◆ **TEXT TO READ**
◇ ◇ ◇ ◇ ◇ ◇ ◇

Prop has something called the Helical Twist. It is CW or CCW. tractor pusher is a wrong terminology , why? Can a tractor prop be used in a pusher configuration? Of course you can , whether in front or rear , a CCW prop will rotate CCW to throw the air back , a CW prop will do the opposite,
Pankaj, you are thanking sukurt for simplifying matters? Actually he did not, there is nothing called tractor prop and pusher prop, it is very colloquially, loosely and incorrectly used terminology,

To simplify and put matters to rest
(a) viewed from front if a prop is rotating Counter Clockwise ( CCW) then it is CCW prop, it could be a tractor or it could be a pusher.
(b) viewed from front if a prop is rotating clockwise(CW) then it is a CW prop,
CW prop is used as a port inboard and starboard outboard prop ( in a two/four engine configuration, like the super Connie, this too is not a rule though, beaufighter is an example where both prop rotated to the same side, advantage was you needn't look for a spare port or starboard engine, one spare engine worked for both, ground looping landing accidents outweighed this advantage though) , also used as a pusher prop

I hope I have made myself clear. If there is still some doubt, feel free to shoot

To be more specific, the front of the motor, not the airplane.

OK I am confused.

◇ ◇ ◇ ◇ ◇ ◇ ◇

◆ **WHAT YOU WILL DO**
In the propeller thread above, which aircraft had both props rotating to the same side?

◇ ◇ ◇ ◇ ◇ ◇ ◇

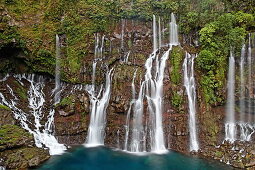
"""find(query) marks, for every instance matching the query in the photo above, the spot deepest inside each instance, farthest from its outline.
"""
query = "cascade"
(159, 34)
(42, 133)
(242, 86)
(57, 89)
(151, 89)
(122, 33)
(230, 127)
(173, 31)
(138, 129)
(155, 44)
(190, 85)
(129, 111)
(154, 95)
(99, 104)
(249, 80)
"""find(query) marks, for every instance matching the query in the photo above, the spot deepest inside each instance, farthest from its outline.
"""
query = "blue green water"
(101, 158)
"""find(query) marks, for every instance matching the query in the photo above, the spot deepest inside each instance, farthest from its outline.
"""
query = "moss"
(211, 127)
(5, 107)
(176, 58)
(20, 90)
(177, 100)
(12, 135)
(67, 101)
(218, 154)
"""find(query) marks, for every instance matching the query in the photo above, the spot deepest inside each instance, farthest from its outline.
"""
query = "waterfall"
(242, 86)
(122, 33)
(151, 89)
(137, 129)
(57, 89)
(159, 34)
(249, 80)
(99, 104)
(42, 133)
(154, 95)
(230, 127)
(173, 31)
(155, 44)
(129, 111)
(189, 83)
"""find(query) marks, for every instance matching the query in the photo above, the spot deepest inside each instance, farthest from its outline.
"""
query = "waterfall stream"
(190, 85)
(42, 132)
(230, 127)
(151, 89)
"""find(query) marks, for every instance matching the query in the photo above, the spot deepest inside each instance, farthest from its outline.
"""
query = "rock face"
(72, 113)
(17, 148)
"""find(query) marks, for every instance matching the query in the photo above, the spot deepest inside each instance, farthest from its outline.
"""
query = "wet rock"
(6, 116)
(17, 149)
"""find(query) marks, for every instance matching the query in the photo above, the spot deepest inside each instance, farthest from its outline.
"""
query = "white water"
(137, 128)
(42, 133)
(159, 34)
(152, 89)
(242, 86)
(99, 104)
(155, 43)
(154, 95)
(230, 126)
(173, 31)
(57, 89)
(129, 112)
(190, 85)
(250, 80)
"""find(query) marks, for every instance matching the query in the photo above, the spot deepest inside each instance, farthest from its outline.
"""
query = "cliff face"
(28, 46)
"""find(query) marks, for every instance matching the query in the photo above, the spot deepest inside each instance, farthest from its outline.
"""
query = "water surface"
(102, 158)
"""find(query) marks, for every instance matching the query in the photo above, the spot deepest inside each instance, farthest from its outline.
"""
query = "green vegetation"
(5, 107)
(176, 58)
(12, 135)
(30, 28)
(20, 90)
(67, 101)
(217, 38)
(177, 100)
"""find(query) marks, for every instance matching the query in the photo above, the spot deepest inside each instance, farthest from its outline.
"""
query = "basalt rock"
(17, 149)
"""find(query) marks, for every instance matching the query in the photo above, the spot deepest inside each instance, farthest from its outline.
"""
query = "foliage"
(217, 38)
(176, 57)
(67, 101)
(177, 100)
(12, 135)
(4, 107)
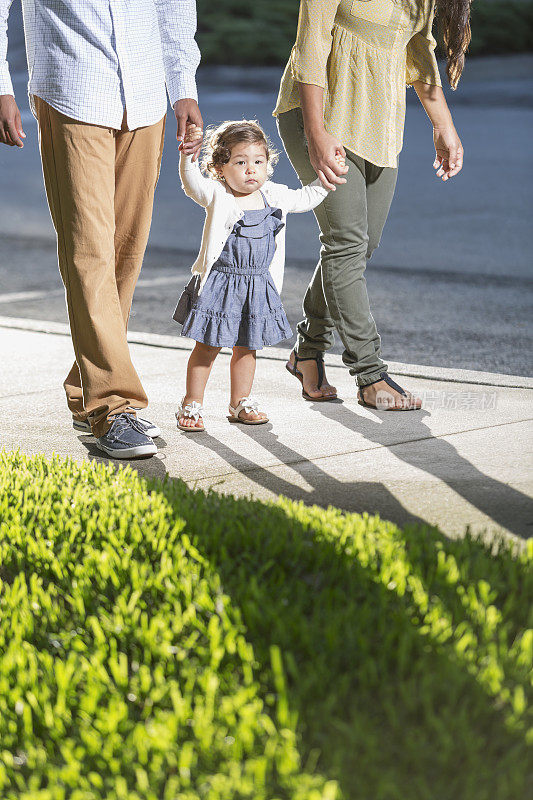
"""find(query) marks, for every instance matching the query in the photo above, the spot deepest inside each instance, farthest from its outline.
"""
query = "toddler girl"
(233, 299)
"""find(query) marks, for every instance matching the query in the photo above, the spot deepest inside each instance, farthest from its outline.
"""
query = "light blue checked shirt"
(91, 59)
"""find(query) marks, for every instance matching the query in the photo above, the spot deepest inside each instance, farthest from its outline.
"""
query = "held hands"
(448, 152)
(187, 113)
(11, 132)
(192, 140)
(327, 156)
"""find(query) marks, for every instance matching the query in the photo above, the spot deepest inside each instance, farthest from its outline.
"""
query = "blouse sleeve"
(314, 37)
(421, 61)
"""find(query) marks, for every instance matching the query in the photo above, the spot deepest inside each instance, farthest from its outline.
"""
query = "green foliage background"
(159, 643)
(262, 32)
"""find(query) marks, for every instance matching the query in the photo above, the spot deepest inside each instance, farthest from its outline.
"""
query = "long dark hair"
(454, 27)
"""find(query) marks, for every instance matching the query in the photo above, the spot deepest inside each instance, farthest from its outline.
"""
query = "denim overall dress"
(239, 303)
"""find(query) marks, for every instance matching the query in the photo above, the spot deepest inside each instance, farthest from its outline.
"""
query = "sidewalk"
(463, 460)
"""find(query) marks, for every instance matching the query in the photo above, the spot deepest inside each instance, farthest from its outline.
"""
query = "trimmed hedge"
(263, 32)
(158, 642)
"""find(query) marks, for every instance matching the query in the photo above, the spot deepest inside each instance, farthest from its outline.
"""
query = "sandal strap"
(191, 410)
(248, 404)
(384, 376)
(319, 359)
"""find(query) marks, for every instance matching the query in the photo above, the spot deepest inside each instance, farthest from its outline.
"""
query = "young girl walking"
(233, 299)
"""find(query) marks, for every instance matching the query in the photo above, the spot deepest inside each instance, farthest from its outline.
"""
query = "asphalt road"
(451, 284)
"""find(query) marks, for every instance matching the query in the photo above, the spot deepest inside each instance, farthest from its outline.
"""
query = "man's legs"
(79, 171)
(348, 219)
(137, 161)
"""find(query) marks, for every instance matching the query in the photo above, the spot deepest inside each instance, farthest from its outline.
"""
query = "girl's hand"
(193, 133)
(448, 152)
(327, 156)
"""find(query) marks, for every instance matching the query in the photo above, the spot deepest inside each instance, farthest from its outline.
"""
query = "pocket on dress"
(378, 11)
(187, 299)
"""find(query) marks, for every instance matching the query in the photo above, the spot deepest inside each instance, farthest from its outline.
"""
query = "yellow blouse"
(363, 53)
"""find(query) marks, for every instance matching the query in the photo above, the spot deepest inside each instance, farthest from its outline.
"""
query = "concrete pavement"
(465, 460)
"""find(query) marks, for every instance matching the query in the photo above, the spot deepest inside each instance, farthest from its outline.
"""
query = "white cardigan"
(222, 212)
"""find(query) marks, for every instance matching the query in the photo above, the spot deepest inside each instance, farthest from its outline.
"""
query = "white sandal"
(190, 411)
(250, 405)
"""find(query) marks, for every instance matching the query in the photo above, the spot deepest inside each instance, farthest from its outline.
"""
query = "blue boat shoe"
(126, 439)
(149, 428)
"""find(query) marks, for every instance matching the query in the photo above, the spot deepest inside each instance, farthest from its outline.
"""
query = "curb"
(443, 374)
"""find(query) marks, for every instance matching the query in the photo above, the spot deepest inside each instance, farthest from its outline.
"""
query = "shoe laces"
(121, 422)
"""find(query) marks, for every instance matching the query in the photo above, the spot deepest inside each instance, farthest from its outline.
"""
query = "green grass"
(263, 32)
(157, 642)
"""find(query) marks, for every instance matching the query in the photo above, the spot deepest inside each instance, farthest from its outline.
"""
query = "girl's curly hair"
(221, 139)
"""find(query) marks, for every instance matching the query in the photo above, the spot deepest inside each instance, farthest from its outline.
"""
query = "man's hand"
(193, 137)
(11, 132)
(187, 112)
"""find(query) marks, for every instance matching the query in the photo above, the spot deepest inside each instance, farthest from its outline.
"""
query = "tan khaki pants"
(100, 185)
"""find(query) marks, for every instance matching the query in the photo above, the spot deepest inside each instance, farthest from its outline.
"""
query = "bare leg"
(199, 367)
(242, 371)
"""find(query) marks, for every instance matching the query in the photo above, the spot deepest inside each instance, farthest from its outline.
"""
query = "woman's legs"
(199, 367)
(242, 372)
(351, 220)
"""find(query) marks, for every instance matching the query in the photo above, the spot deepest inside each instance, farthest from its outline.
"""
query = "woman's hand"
(448, 152)
(327, 155)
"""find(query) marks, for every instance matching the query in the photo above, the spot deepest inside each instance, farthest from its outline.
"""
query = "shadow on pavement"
(490, 496)
(356, 496)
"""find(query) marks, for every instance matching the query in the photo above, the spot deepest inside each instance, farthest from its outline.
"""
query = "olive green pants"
(351, 221)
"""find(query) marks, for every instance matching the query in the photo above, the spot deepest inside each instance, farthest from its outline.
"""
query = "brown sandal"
(384, 376)
(293, 369)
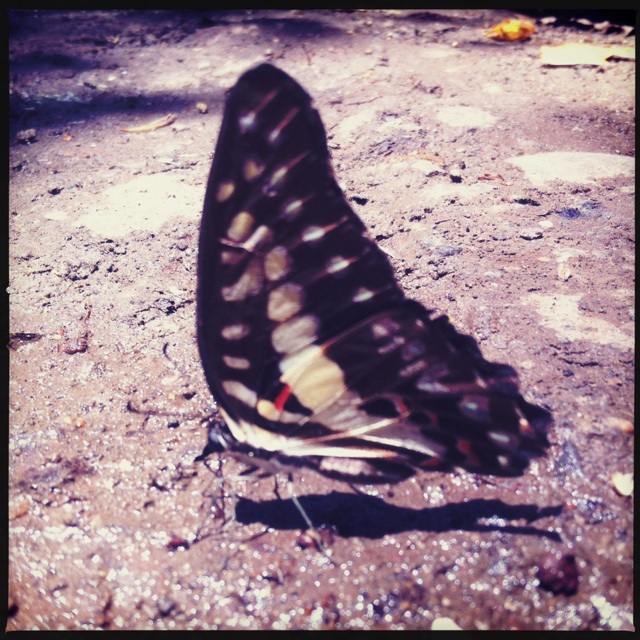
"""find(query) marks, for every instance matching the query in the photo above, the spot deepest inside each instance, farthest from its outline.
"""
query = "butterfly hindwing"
(308, 343)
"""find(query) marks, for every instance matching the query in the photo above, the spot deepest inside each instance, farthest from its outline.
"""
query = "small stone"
(620, 424)
(531, 234)
(26, 136)
(447, 250)
(19, 506)
(622, 483)
(564, 272)
(559, 573)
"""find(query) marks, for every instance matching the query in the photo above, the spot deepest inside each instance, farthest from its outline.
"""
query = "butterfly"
(315, 356)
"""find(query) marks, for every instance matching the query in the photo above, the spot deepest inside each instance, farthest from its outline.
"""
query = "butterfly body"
(309, 345)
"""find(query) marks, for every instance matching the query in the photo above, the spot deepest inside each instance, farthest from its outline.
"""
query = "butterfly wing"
(307, 342)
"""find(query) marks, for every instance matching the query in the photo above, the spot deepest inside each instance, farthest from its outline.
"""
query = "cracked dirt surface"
(437, 135)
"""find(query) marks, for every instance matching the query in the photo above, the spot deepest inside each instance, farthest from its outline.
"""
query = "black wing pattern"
(311, 349)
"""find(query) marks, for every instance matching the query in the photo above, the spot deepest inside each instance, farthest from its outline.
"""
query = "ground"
(503, 191)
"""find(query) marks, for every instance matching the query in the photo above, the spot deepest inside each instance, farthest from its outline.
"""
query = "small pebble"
(622, 483)
(620, 424)
(531, 234)
(559, 573)
(564, 272)
(26, 136)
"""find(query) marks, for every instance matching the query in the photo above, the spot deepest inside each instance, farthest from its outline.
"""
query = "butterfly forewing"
(307, 342)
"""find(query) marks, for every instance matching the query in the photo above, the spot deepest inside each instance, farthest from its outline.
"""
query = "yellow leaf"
(512, 30)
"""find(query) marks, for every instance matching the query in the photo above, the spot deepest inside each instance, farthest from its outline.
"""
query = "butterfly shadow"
(358, 515)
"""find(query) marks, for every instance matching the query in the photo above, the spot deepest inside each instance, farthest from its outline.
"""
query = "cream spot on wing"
(240, 392)
(241, 226)
(231, 257)
(225, 190)
(475, 407)
(500, 438)
(317, 380)
(412, 369)
(384, 328)
(247, 121)
(277, 177)
(235, 331)
(295, 334)
(285, 302)
(292, 209)
(259, 238)
(362, 295)
(275, 134)
(236, 363)
(277, 263)
(248, 284)
(252, 169)
(391, 345)
(337, 263)
(312, 232)
(427, 384)
(412, 350)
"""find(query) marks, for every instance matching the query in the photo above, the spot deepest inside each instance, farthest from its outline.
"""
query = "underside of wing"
(308, 343)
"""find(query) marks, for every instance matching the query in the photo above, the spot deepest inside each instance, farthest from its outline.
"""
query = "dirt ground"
(436, 133)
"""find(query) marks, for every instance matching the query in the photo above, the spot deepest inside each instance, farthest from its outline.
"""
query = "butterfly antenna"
(311, 529)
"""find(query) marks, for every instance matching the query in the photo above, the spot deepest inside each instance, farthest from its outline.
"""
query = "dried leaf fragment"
(581, 53)
(153, 125)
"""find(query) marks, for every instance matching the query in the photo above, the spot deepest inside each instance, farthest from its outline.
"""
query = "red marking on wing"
(282, 397)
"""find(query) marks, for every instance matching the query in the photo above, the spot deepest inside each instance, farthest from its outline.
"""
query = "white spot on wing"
(285, 302)
(248, 284)
(312, 232)
(240, 392)
(225, 191)
(241, 226)
(276, 263)
(336, 264)
(295, 334)
(275, 134)
(362, 295)
(235, 331)
(236, 363)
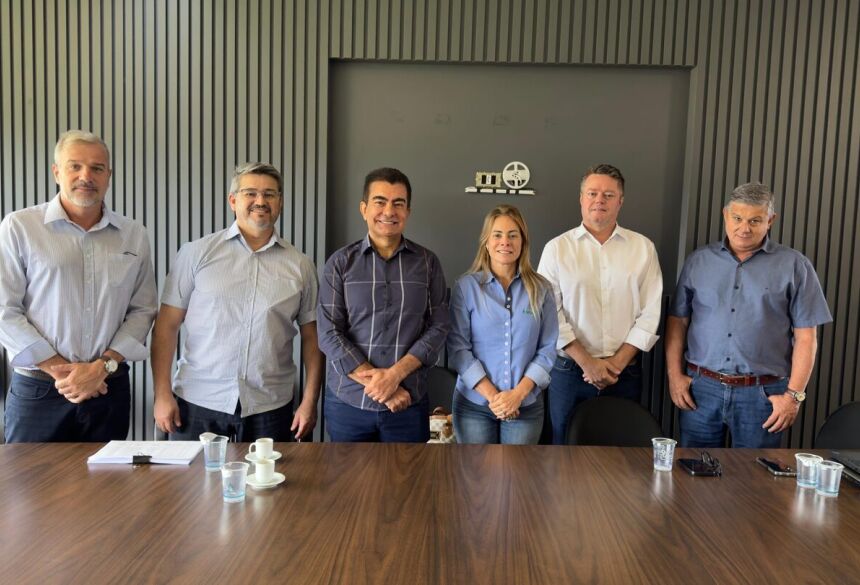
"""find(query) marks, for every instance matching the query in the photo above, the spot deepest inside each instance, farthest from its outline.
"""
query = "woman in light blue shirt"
(502, 341)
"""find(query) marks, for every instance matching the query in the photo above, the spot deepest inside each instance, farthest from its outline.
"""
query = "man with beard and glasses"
(77, 299)
(243, 294)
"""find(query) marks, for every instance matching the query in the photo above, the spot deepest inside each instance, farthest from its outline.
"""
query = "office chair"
(841, 430)
(612, 421)
(440, 387)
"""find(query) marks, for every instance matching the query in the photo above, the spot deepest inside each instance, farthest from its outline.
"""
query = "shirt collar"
(367, 246)
(580, 232)
(492, 277)
(234, 231)
(55, 212)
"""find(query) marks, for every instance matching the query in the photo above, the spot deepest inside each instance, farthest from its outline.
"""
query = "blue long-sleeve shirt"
(495, 334)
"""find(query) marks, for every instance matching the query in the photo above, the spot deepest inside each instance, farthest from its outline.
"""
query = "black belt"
(740, 380)
(40, 375)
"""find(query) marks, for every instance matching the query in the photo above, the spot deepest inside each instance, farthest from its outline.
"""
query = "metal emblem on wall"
(515, 175)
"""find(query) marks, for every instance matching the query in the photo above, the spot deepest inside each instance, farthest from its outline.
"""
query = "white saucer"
(276, 479)
(252, 457)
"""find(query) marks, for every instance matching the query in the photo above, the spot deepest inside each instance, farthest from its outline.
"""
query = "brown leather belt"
(747, 380)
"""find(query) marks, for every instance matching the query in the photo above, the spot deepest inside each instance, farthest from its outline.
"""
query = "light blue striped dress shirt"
(72, 292)
(495, 334)
(241, 309)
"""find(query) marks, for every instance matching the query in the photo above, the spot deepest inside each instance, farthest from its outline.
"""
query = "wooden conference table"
(412, 514)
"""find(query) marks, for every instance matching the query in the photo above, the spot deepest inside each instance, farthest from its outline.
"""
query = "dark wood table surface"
(413, 514)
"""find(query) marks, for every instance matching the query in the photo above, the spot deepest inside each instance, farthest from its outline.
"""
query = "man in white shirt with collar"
(608, 288)
(243, 294)
(77, 299)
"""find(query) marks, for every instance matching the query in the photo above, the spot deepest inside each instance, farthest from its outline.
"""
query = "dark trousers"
(348, 424)
(567, 389)
(37, 413)
(274, 424)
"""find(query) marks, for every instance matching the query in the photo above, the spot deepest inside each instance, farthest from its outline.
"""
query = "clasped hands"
(505, 405)
(80, 381)
(383, 386)
(600, 372)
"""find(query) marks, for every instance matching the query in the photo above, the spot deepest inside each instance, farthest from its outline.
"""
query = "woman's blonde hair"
(534, 283)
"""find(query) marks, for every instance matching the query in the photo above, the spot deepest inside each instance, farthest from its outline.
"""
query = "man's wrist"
(798, 396)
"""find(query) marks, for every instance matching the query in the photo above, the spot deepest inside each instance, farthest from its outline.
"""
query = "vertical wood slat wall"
(183, 90)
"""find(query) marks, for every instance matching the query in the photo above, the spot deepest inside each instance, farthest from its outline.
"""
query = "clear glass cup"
(664, 453)
(233, 476)
(829, 476)
(807, 469)
(215, 452)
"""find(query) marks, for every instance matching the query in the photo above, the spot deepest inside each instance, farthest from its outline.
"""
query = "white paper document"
(168, 452)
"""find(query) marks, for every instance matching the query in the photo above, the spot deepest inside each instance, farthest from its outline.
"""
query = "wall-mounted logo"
(515, 175)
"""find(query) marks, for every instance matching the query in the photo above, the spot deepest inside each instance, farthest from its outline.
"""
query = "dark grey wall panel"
(184, 90)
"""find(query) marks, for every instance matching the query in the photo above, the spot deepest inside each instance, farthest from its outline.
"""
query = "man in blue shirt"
(747, 310)
(77, 299)
(383, 319)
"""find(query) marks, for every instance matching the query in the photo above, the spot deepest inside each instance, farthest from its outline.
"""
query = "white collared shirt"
(241, 309)
(606, 294)
(70, 292)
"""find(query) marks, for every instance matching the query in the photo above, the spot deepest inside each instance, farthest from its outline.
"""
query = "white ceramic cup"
(261, 448)
(264, 470)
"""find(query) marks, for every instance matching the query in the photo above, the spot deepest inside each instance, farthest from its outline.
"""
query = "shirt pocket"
(122, 270)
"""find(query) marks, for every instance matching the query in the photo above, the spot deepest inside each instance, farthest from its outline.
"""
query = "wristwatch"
(111, 365)
(798, 396)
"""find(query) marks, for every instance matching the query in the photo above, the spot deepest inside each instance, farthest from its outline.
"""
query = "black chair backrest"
(612, 421)
(440, 387)
(841, 430)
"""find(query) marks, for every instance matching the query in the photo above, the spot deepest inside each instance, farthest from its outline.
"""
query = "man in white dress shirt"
(608, 288)
(77, 299)
(243, 294)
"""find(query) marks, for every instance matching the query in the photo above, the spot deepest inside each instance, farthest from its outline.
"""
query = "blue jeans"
(37, 413)
(348, 424)
(739, 409)
(567, 389)
(477, 424)
(274, 424)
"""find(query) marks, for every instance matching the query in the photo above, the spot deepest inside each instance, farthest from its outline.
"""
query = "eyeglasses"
(712, 462)
(253, 193)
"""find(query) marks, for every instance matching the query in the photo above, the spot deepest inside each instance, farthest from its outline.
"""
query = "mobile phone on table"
(776, 467)
(699, 467)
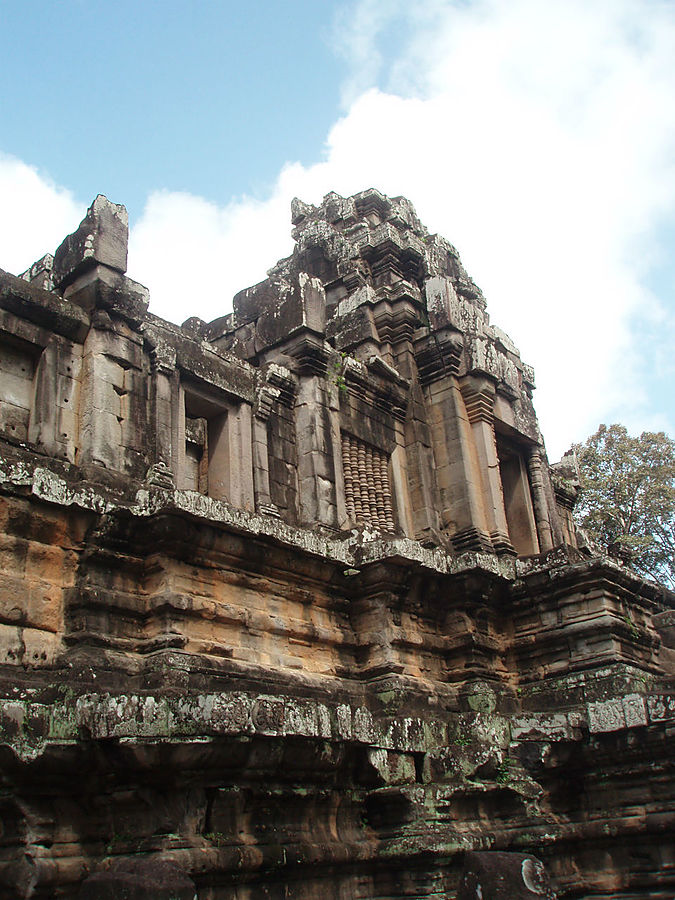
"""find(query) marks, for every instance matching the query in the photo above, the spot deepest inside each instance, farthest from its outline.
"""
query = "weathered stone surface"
(101, 238)
(292, 602)
(504, 876)
(144, 879)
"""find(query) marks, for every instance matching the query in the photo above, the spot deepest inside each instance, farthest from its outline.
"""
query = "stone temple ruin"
(292, 604)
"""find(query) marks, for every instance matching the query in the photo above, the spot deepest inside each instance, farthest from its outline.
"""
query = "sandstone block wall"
(291, 602)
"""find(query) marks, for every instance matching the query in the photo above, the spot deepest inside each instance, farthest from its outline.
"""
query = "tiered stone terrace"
(292, 603)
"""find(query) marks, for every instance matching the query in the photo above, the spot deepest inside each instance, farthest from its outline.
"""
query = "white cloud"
(36, 215)
(538, 137)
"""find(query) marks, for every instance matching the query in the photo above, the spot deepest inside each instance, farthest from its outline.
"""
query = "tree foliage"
(627, 502)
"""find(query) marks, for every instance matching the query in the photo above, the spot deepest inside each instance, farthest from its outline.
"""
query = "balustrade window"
(368, 495)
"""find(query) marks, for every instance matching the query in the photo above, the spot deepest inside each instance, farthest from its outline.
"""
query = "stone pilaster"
(541, 512)
(162, 404)
(478, 395)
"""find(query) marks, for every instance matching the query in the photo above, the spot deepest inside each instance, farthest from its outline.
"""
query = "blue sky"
(538, 137)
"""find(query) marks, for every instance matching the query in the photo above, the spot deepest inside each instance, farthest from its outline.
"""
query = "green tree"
(627, 502)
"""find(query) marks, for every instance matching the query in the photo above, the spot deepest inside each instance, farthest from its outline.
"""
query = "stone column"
(456, 467)
(478, 395)
(316, 471)
(162, 404)
(541, 515)
(267, 395)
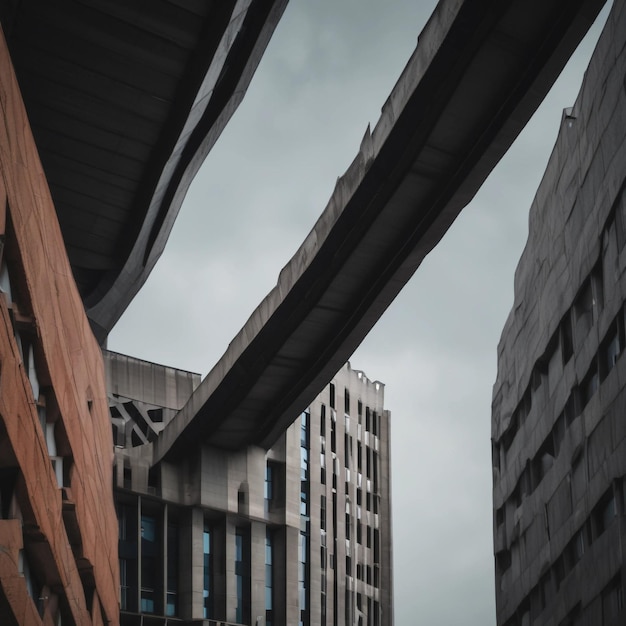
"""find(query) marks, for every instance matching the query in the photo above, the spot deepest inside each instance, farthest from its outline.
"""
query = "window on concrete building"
(207, 569)
(269, 577)
(242, 575)
(171, 604)
(604, 513)
(567, 337)
(269, 486)
(612, 601)
(127, 520)
(151, 561)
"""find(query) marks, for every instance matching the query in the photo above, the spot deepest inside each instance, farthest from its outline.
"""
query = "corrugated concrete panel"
(559, 445)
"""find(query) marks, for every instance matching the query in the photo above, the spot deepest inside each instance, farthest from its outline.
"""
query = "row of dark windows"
(605, 610)
(576, 324)
(602, 516)
(581, 317)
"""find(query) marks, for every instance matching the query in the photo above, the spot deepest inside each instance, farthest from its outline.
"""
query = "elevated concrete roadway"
(479, 71)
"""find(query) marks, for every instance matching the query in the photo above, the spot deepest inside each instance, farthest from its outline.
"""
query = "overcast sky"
(326, 73)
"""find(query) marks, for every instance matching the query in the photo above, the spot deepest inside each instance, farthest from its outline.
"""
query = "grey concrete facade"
(316, 505)
(558, 429)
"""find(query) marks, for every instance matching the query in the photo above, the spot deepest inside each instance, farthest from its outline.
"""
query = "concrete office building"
(297, 534)
(559, 433)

◇ ◇ ◇ ◇ ◇ ◇ ◇

◆ **ANSWER TO THIS TASK**
The Beaufighter.